======== SOURCE EXCERPT ========

Thread: forced sequential scan when condition has current_user

forced sequential scan when condition has current_user

From
Keresztury Balázs
Date:
hi,

just a small question: is it normal that PostgreSQL 8.4.1 always uses
sequential scanning on any table when there is a condition having the
constant "current_user"? Of course there is a btree index set on that table,
but the DBMS just doesn't want to utilize it. When I replace current_user to
any string, the planner uses the index normally.

I can demonstrate it with the following simple query:

SELECT psz.kotesszam FROM projekt.projektszervezet psz WHERE
psz.felhasznalo_id = current_user;

Explain analyze:

"Seq Scan on projektszervezet psz  (cost=0.00..255.07 rows=42 width=9)"
"  Filter: ((felhasznalo_id)::name = "current_user"())"

Metadata:

CREATE TABLE "projekt"."projektszervezet" (
  CONSTRAINT "projektszervezet_pkey" PRIMARY KEY("kotesszam",
"felhasznalo_id"),
  CONSTRAINT "projektszervezet_fk_felhasznalo" FOREIGN KEY
("felhasznalo_id")
    REFERENCES "felhasznalo"."felhasznalo"("felhasznalo_id")
    ON DELETE RESTRICT
    ON UPDATE RESTRICT
    NOT DEFERRABLE,
  CONSTRAINT "projektszervezet_fk_projekt" FOREIGN KEY ("kotesszam")
    REFERENCES "projekt"."projekt"("kotesszam")
    ON DELETE CASCADE
    ON UPDATE CASCADE
    NOT DEFERRABLE,
  CONSTRAINT "projektszervezet_fk_szerep" FOREIGN KEY ("szerep_id")
    REFERENCES "felhasznalo"."szerep"("szerep_id")
    ON DELETE RESTRICT
    ON UPDATE RESTRICT
    NOT DEFERRABLE
) INHERITS ("projekt"."projektszervezet_sablon")
WITH OIDS;

CREATE INDEX "projektszervezet_idx_felhasznalo_id" ON
"projekt"."projektszervezet"
  USING btree ("felhasznalo_id");

CREATE INDEX "projektszervezet_idx_kotesszam" ON
"projekt"."projektszervezet"
  USING btree ("kotesszam");

CREATE TRIGGER "projektszervezet_archivalas" BEFORE UPDATE OR DELETE ON
"projekt"."projektszervezet" FOR EACH ROW EXECUTE PROCEDURE
"public"."projektszervezet_archivalas_trigger"();

CREATE TRIGGER "projektszervezet_idopecset" BEFORE UPDATE ON
"projekt"."projektszervezet" FOR EACH ROW EXECUTE PROCEDURE
"public"."idopecset_trigger"();

CREATE TRIGGER "projektszervezet_naplozas" BEFORE INSERT OR UPDATE OR DELETE
ON "projekt"."projektszervezet" FOR EACH ROW EXECUTE PROCEDURE
"public"."projektszervezet_naplozas_trigger"();

Inherited table:

CREATE TABLE "projekt"."projektszervezet_sablon" (
  "kotesszam" VARCHAR(10) NOT NULL,
  "felhasznalo_id" VARCHAR NOT NULL,
  "szerep_id" VARCHAR(3),
  "felvivo" VARCHAR DEFAULT "current_user"() NOT NULL,
  "felvitel_idopont" TIMESTAMP WITHOUT TIME ZONE DEFAULT now() NOT NULL,
  "modosito" VARCHAR,
  "modositas_idopont" TIMESTAMP WITHOUT TIME ZONE,
  "elso_felvivo" VARCHAR DEFAULT "current_user"() NOT NULL,
  "elso_felvitel_idopont" TIMESTAMP(0) WITHOUT TIME ZONE DEFAULT now() NOT
NULL
) WITH OIDS;

CREATE TRIGGER "projektszervezet_idopecset" BEFORE UPDATE ON
"projekt"."projektszervezet_sablon" FOR EACH ROW EXECUTE PROCEDURE
"public"."idopecset_trigger"();


Thanks!

======== ENTRIES SHOWN ========

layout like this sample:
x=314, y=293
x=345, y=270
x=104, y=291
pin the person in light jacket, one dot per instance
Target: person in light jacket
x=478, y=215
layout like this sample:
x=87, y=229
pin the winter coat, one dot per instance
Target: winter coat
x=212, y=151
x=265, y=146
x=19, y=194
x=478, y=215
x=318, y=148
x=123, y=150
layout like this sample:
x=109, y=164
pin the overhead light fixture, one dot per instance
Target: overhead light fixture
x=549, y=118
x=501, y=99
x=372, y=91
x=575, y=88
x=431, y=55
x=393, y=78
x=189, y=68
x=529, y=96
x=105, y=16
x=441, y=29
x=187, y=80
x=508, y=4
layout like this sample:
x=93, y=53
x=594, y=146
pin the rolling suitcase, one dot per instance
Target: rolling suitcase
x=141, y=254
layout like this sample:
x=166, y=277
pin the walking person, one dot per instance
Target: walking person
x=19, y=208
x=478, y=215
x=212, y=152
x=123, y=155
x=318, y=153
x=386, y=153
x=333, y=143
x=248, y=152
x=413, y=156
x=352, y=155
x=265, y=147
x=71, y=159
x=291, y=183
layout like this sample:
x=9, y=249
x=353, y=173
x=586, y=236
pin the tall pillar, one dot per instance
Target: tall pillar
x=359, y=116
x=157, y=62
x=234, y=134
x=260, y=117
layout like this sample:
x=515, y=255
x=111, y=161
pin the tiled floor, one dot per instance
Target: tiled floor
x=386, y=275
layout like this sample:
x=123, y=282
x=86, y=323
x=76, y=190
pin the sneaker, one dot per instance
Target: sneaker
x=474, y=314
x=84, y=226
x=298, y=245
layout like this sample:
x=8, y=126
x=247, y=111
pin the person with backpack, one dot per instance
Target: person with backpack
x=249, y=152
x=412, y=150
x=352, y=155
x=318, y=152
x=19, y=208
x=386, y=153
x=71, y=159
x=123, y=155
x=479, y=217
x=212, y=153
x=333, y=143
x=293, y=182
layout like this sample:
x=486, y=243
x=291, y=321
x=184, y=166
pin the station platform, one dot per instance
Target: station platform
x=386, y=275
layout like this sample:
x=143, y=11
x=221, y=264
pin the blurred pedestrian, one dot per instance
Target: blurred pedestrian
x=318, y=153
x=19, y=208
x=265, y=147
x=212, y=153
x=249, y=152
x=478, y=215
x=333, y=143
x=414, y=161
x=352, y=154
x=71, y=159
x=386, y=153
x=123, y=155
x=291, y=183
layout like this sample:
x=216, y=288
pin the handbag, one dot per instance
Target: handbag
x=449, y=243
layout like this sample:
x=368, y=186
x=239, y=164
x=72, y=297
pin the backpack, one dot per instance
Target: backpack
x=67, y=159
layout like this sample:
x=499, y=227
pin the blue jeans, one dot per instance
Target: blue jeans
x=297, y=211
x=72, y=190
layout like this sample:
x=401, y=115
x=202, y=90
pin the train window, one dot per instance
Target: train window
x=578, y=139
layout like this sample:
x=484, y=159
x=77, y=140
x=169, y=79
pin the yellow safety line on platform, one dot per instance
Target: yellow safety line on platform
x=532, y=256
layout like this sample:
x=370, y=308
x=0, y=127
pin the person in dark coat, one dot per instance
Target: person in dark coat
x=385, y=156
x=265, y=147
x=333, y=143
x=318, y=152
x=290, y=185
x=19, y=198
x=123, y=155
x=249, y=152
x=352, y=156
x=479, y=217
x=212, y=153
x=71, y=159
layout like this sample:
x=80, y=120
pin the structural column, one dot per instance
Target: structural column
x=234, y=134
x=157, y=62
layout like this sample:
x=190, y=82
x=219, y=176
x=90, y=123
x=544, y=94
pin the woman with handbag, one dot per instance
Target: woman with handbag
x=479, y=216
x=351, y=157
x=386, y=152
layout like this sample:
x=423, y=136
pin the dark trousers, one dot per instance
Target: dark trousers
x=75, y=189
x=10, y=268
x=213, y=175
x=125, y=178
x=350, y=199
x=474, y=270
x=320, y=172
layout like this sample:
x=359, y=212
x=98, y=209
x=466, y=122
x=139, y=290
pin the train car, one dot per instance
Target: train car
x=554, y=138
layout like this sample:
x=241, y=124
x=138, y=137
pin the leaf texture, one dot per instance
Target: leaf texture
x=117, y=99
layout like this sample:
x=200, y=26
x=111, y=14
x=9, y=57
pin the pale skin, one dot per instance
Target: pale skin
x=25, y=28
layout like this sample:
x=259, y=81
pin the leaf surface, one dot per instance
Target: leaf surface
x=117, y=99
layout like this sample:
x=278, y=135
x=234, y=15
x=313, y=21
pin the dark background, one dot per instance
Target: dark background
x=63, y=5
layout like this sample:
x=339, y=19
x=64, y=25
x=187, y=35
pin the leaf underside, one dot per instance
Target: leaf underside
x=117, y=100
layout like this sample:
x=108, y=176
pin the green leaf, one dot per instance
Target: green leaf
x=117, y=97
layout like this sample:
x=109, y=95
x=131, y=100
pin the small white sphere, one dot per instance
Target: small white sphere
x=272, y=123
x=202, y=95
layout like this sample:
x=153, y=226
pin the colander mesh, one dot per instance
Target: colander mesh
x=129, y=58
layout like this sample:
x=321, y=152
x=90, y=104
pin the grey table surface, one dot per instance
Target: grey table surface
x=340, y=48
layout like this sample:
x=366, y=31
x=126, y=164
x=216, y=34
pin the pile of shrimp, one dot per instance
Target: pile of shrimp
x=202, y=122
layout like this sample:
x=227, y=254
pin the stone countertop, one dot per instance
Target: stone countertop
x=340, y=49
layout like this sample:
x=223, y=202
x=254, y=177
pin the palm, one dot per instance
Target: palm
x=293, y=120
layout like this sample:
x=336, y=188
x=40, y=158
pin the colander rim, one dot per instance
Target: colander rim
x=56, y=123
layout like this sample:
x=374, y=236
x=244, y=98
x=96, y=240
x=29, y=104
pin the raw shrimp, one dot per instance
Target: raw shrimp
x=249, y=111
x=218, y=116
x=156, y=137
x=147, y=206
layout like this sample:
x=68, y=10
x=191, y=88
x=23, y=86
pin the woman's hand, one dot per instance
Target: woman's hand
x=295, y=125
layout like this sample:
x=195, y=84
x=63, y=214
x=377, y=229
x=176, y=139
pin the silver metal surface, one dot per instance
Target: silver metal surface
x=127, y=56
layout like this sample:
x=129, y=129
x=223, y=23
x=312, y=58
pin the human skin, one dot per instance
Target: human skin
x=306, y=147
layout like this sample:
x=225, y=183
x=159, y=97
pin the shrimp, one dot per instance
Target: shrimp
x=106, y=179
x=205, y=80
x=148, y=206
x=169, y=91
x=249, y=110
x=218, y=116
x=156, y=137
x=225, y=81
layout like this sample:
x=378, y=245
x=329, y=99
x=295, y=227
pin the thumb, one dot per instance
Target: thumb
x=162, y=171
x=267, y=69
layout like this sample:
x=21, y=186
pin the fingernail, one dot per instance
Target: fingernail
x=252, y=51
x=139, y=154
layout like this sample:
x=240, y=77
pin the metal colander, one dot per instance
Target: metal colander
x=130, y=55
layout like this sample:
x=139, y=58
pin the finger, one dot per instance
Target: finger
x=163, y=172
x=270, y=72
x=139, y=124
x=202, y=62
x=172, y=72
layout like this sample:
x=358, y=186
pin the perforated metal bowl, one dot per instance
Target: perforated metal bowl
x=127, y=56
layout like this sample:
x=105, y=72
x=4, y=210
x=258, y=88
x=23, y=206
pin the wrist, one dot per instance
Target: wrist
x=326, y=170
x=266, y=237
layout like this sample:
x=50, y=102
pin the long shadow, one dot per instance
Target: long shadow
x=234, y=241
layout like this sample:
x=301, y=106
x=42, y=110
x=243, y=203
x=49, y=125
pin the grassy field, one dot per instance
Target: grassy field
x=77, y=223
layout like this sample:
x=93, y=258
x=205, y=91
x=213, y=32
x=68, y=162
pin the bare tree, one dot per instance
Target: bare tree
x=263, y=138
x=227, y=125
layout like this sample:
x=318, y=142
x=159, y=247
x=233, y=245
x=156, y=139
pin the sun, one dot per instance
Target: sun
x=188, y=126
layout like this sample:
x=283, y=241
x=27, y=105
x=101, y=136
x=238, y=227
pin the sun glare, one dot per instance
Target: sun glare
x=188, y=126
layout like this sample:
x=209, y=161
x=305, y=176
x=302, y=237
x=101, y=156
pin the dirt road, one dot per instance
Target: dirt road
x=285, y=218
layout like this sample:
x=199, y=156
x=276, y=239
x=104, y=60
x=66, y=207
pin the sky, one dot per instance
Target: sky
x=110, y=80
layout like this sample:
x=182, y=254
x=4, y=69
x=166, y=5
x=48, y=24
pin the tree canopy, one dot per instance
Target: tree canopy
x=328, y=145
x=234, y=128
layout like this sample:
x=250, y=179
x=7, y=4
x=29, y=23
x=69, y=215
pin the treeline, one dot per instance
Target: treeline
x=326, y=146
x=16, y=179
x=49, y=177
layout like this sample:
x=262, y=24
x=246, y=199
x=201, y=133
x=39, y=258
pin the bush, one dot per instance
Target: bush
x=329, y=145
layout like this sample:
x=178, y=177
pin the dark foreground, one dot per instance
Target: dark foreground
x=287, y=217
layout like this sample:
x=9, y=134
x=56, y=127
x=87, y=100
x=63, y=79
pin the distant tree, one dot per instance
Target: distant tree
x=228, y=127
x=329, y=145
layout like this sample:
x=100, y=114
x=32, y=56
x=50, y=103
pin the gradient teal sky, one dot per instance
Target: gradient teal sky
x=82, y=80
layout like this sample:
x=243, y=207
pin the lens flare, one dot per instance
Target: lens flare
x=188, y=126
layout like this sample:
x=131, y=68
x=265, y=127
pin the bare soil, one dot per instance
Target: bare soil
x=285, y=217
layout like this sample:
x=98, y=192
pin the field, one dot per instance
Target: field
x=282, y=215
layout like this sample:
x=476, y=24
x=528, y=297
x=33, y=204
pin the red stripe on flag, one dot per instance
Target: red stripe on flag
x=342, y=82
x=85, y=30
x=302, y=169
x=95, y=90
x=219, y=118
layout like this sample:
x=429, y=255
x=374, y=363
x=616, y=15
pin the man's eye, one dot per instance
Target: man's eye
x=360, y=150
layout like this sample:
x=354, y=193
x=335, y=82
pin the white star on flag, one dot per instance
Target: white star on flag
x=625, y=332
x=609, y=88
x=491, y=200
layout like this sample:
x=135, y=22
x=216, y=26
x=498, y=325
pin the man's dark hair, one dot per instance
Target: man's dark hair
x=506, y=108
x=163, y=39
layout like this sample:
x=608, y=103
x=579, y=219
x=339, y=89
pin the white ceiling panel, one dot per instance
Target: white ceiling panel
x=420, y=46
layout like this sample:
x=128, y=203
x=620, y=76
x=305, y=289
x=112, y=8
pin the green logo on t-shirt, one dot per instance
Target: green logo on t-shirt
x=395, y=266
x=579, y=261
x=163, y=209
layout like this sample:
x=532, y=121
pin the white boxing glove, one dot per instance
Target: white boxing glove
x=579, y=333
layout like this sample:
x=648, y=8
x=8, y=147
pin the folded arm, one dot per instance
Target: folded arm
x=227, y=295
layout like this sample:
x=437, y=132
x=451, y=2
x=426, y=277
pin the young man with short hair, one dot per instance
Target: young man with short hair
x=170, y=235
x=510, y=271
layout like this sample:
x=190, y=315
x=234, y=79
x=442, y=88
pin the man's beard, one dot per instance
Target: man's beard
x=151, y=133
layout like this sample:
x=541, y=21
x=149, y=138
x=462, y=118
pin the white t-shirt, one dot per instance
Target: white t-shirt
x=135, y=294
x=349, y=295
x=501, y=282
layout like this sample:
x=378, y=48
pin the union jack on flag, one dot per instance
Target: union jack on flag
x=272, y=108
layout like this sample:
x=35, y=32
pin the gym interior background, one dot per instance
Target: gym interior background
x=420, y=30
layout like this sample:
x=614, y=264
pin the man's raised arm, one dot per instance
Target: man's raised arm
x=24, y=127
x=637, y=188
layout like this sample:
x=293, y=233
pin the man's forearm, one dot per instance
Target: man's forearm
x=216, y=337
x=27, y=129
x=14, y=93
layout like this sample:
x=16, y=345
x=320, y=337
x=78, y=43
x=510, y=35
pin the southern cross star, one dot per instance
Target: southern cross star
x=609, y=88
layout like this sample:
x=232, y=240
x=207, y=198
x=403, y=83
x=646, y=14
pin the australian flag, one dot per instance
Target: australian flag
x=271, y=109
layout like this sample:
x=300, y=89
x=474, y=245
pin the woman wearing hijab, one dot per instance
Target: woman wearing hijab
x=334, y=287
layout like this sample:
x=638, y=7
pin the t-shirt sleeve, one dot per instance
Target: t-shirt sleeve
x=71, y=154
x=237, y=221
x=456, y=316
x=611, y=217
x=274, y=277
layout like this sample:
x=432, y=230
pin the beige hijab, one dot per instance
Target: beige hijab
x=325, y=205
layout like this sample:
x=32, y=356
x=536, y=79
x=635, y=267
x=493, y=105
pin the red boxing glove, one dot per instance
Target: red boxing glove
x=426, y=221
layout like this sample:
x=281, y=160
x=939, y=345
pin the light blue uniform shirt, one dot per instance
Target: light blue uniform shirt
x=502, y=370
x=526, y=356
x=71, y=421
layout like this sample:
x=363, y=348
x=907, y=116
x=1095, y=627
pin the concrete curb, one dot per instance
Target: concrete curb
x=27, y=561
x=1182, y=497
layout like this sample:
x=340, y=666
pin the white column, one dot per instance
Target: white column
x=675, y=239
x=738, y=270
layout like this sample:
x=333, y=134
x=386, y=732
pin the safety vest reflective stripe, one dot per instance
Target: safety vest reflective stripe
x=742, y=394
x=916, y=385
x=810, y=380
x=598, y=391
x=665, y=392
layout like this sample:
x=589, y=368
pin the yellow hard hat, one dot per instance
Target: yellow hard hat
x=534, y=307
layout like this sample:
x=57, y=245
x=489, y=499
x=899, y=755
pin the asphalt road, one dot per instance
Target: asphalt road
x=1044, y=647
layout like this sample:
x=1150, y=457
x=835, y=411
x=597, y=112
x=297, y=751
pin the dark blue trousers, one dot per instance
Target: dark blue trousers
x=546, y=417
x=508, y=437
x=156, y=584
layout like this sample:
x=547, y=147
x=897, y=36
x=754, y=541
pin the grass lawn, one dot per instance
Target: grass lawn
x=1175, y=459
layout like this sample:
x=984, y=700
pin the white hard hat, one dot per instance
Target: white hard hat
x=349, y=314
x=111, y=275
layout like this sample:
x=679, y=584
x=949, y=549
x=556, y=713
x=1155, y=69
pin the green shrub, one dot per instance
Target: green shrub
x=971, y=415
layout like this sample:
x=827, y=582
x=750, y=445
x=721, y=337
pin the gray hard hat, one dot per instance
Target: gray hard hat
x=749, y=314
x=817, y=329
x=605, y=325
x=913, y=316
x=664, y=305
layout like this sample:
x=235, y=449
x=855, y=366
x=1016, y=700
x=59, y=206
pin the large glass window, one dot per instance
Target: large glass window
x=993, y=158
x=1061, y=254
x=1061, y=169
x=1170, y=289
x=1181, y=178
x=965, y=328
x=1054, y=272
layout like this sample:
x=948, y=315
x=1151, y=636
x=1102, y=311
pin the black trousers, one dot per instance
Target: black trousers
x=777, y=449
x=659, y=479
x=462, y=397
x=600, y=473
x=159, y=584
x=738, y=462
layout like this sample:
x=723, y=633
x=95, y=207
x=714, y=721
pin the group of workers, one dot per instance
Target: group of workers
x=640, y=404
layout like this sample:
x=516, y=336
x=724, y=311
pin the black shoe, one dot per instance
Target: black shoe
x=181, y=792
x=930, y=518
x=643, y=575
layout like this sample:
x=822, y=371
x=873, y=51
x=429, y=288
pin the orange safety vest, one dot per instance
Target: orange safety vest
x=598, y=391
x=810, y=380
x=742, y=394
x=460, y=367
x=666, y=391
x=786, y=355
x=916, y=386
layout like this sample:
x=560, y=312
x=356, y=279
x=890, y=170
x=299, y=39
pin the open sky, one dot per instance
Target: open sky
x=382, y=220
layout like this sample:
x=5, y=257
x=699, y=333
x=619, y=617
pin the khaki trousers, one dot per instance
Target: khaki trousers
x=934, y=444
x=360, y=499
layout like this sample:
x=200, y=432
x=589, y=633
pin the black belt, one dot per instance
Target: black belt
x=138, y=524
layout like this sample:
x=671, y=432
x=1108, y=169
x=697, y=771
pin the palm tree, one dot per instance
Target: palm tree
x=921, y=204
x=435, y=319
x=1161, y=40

========

Continue the forum thread about PostgreSQL using a sequential scan when the condition contains current_user, picking up after its final line.

[RESULT BELOW]
Balazs


Re: forced sequential scan when condition has current_user

From
Robert Haas
Date:
2010/1/4 Keresztury Balázs <balazs@gaslightmusic.hu>:
> just a small question: is it normal that PostgreSQL 8.4.1 always uses
> sequential scanning on any table when there is a condition having the
> constant "current_user"? Of course there is a btree index set on that table,
> but the DBMS just doesn't want to utilize it. When I replace current_user to
> any string, the planner uses the index normally.
>
> I can demonstrate it with the following simple query:
>
> SELECT psz.kotesszam FROM projekt.projektszervezet psz WHERE
> psz.felhasznalo_id = current_user;
>
> Explain analyze:
>
> "Seq Scan on projektszervezet psz  (cost=0.00..255.07 rows=42 width=9)"
> "  Filter: ((felhasznalo_id)::name = "current_user"())"

You've only got 42 rows in that table - PostgreSQL probably thinks a
sequential scan will be faster.  It might even be right.  The thing
is, PostgreSQL doesn't know at planning time what the value of
current_user() will be, so the plan can't depend on that; the planner
just takes its best shot.  But if you provide a particular value in
the query then it will look at the stats and see what seems to make
the most sense for that particular value.  So using one of the more
commonly-occuring value in the table might produce a sequential scan,
while a less common value might lead to an index scan.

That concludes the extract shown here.